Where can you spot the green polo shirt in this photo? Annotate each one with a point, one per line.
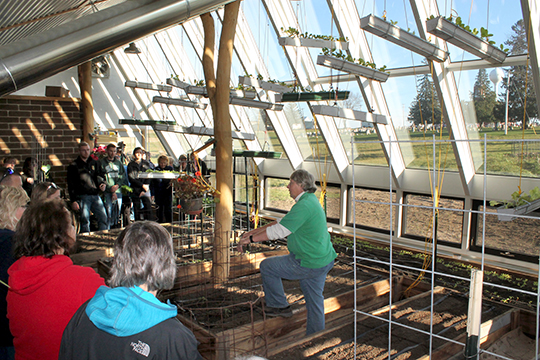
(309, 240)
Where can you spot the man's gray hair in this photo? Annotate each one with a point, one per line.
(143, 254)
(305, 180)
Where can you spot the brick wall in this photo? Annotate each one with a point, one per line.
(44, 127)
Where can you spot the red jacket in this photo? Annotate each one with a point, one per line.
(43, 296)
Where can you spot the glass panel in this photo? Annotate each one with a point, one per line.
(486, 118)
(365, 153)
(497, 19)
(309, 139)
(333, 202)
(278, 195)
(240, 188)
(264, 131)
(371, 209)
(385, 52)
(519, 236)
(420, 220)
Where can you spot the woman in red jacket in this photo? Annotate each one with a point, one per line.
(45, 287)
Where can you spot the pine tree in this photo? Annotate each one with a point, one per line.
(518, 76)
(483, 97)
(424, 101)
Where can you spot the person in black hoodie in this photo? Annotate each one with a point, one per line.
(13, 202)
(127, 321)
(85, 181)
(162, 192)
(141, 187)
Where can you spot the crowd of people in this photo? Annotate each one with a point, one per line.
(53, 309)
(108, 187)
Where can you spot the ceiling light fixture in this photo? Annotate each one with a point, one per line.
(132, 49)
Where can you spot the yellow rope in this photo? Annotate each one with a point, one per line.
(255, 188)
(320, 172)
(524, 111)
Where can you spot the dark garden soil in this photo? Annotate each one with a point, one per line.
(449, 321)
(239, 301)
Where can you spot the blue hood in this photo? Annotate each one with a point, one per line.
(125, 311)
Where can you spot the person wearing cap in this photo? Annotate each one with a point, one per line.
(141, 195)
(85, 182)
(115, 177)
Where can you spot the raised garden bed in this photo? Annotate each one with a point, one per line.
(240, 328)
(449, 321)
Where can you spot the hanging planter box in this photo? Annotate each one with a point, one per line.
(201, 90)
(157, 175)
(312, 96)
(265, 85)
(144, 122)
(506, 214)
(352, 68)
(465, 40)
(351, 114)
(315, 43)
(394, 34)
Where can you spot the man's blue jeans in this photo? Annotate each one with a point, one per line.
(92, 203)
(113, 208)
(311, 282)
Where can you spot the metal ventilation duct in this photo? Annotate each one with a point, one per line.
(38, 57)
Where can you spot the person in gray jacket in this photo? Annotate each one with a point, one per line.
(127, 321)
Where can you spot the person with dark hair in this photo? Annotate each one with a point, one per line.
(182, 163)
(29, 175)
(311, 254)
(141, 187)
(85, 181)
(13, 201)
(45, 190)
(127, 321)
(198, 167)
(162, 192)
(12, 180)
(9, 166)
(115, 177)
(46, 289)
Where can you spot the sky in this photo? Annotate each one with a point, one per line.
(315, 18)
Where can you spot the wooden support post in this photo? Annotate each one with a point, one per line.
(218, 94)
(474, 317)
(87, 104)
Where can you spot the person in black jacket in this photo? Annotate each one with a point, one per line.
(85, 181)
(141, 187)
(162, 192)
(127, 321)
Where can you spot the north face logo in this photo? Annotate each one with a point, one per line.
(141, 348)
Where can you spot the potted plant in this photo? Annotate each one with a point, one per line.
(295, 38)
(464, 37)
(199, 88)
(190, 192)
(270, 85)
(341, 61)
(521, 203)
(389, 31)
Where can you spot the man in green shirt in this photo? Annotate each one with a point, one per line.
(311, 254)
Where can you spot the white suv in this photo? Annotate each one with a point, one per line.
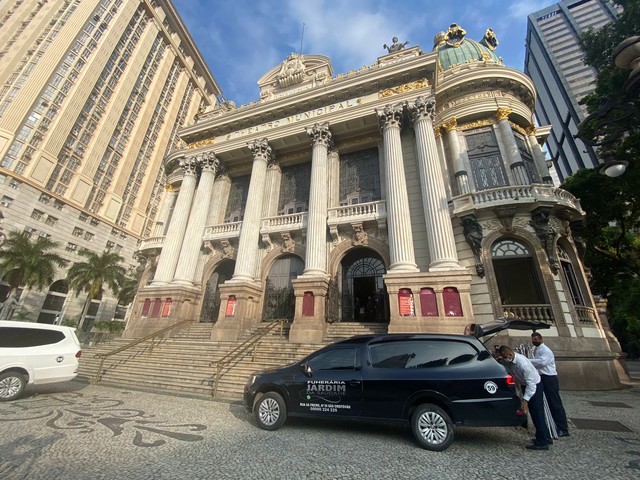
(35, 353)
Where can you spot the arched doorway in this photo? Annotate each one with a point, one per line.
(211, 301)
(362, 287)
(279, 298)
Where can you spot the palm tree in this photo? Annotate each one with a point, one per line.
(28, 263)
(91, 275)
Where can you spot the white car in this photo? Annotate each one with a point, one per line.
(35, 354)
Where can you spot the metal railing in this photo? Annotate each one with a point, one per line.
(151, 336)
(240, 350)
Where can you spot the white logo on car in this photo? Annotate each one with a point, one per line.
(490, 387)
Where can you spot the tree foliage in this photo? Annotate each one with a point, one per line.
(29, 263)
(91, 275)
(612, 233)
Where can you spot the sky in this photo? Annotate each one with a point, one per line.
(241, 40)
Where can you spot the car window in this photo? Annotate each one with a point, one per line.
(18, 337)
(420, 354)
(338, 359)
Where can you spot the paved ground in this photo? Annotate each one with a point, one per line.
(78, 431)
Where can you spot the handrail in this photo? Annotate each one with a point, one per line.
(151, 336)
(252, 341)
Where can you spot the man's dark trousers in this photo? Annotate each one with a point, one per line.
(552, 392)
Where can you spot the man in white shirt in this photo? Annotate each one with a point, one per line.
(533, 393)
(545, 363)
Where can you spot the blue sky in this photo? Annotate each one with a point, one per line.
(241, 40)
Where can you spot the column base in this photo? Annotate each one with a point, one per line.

-*-*-

To do: Write out again every line above exactly as given; the pictures do not belong in the copy.

Complete output:
Where can you spot the green polo shirt in this photo? Annotate each one with a point, one per line.
(309, 240)
Where can you spot the man's gray hair in this photo? Annotate each one with a point, one per line.
(143, 254)
(305, 180)
Where can you spot the brick wall in this photo? Annotate each one with a point, one per line.
(44, 127)
Where can you spot the red jacket in this photo? Annotate each one with a point, one per line.
(43, 296)
Where can you spot the glass panel in this photo? Annotate each one with a point, one per line.
(486, 118)
(365, 153)
(497, 19)
(309, 139)
(333, 202)
(278, 195)
(240, 188)
(264, 131)
(371, 209)
(385, 52)
(519, 236)
(420, 220)
Where can you spot the woman in red jacket in this photo? Annotate each one with a point, one per line.
(45, 287)
Where can you spot the pine tree in this photo? Annotate each one with a point, one per line.
(518, 76)
(483, 97)
(424, 101)
Where can you spot the person in black hoodie in this photo? Annotate each one with a point, one per line.
(13, 202)
(127, 321)
(85, 181)
(162, 192)
(141, 187)
Where can you spot the crowd of people in this photo? Annotate each one with a point, one per line.
(53, 309)
(108, 187)
Where can you spot the ceiling light fixture in this photo? Annotate each one with a point, one per line.
(132, 49)
Where can you spot the yellow rope in this photo? Annotate each one with a point, one per line.
(255, 188)
(320, 172)
(524, 111)
Where can you spot the dark garden soil in this photo? Annotate each one with a point, one per line.
(449, 321)
(239, 301)
Where can you spot the blue hood in this photo? Annotate each one with a point, one per line.
(125, 311)
Where can you spot the person wearing cap in this photo? Annotate each one with a point, one per line.
(141, 195)
(85, 182)
(115, 177)
Where can you spot the raised garden bed in this photo? Annotate each one with a point, one per line.
(240, 328)
(449, 321)
Where can you spot the hanging planter box in this photo? Annotate each one with a point, one per line.
(201, 90)
(157, 175)
(312, 96)
(265, 85)
(144, 122)
(506, 214)
(352, 68)
(465, 40)
(351, 114)
(315, 43)
(394, 34)
Where can you spot the man's blue jeans in this photo? Annotate each one with a point, one per line.
(92, 203)
(113, 208)
(311, 282)
Where can you spot the metal ventilation duct in this photo? Annotate each one with a point, one per line.
(38, 57)
Where can you spot the person in gray jacket in this photo? Annotate each one with a point, one per line.
(127, 321)
Where can you spot the person with dark hair in this photo? Annotate each one with a point, one per line.
(182, 163)
(29, 175)
(311, 254)
(141, 187)
(85, 181)
(13, 201)
(45, 190)
(127, 321)
(198, 167)
(162, 192)
(12, 180)
(9, 166)
(115, 177)
(46, 289)
Where can you spot the sky in this photo? Annotate each one with a point, one per line.
(315, 18)
Where can you spot the wooden support post in this photo? Annotate each one with a point, one per line.
(218, 94)
(474, 317)
(87, 104)
Where can you spot the person in black jacket in this photo? Annotate each one with a point, one per line.
(85, 181)
(141, 187)
(162, 192)
(127, 321)
Where can you spot the north face logo in this photo? Annotate each one with a point, one per line.
(141, 348)
Where can you spot the potted plant in this photo? Annotate each one with a point, one per line.
(295, 38)
(464, 37)
(199, 88)
(190, 192)
(270, 85)
(341, 61)
(521, 203)
(389, 31)
Where can you spot the man in green shirt in this photo? Annotate each one with a point, one per line.
(311, 254)
Where can you spot the white suv in this photo? Annotate each one with a point, one per line.
(35, 353)
Where can you spot the arched doorway in this photo? Annotate each one with a point, one per line.
(211, 301)
(362, 287)
(279, 298)
Where can you spot the palm tree in this photo? Annotate each one with a point, one per line.
(28, 263)
(91, 275)
Where can you spot the white car in this photo? Annotate each one with a point, one per line.
(35, 354)
Where can you spot the metal railing in this photo? Annotate each one with a point, one per line.
(151, 336)
(240, 350)
Where can you spot the white logo on car in this photo? Annotate each one with a point, one per line.
(490, 387)
Where can you spot the tree foliage in this photo? Annotate each one with a point, one per line.
(29, 263)
(91, 275)
(612, 233)
Where can you spot the sky in this photo? Annotate each one with a point, one per line.
(241, 40)
Where can you spot the car window in this photo? Annotate each one with a point, one per line.
(18, 337)
(420, 354)
(338, 359)
Where can you spot the paved ground in this photo? Annotate each one with a point, one per line.
(78, 431)
Where can you spot the handrail in this photo? Annotate each one with a point, one per line.
(151, 336)
(252, 341)
Where can you spot the man's dark trousers in this photo? Annotate each one with a point, one per line.
(552, 392)
Where can you spot the man in white shirt in this photo? Annotate each one with a point, one per line.
(533, 393)
(545, 363)
Where can you spot the blue sky in this photo? Annotate each one with a point, one per line.
(241, 40)
Where can you spot the column base in this photo? Annotate each one with a point, one per line.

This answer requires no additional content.